=== Section Start ===

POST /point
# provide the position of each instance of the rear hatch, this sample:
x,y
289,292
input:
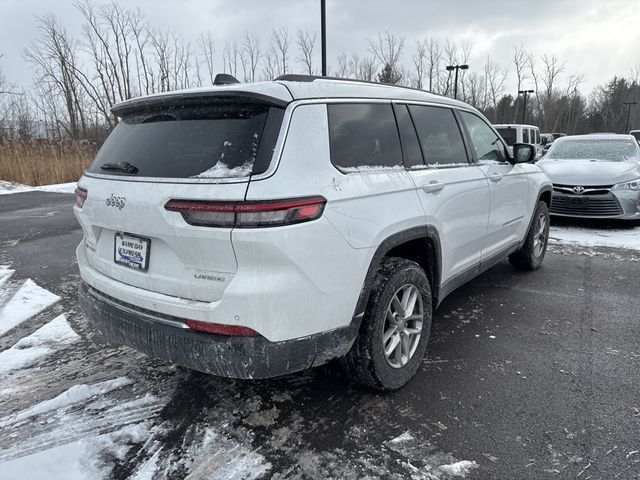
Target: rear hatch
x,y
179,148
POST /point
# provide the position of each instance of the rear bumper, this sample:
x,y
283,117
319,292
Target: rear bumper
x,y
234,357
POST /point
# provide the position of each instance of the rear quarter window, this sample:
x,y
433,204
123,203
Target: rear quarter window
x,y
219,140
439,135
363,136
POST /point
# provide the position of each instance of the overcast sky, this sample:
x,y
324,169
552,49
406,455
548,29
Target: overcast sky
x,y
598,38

=== Section End ===
=== Section Start ===

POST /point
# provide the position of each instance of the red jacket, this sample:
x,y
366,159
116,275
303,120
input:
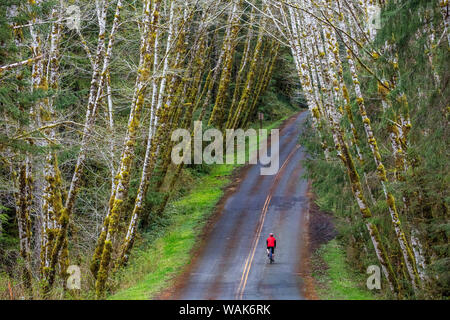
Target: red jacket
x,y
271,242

=== Section End ===

**Try it**. Search the preceding listing for "instance", then copy every line that holds it.

**Response to the exercise**.
# provide the position of each instance of the rear hatch, this sample:
# provide the position of each instance of the rear bumper, this sample:
# provide the position of each instance of the rear quarter window, this sample:
# provide the position of each instance of the overcast sky, this sample:
# provide the position of each instance of the red jacket, this sample:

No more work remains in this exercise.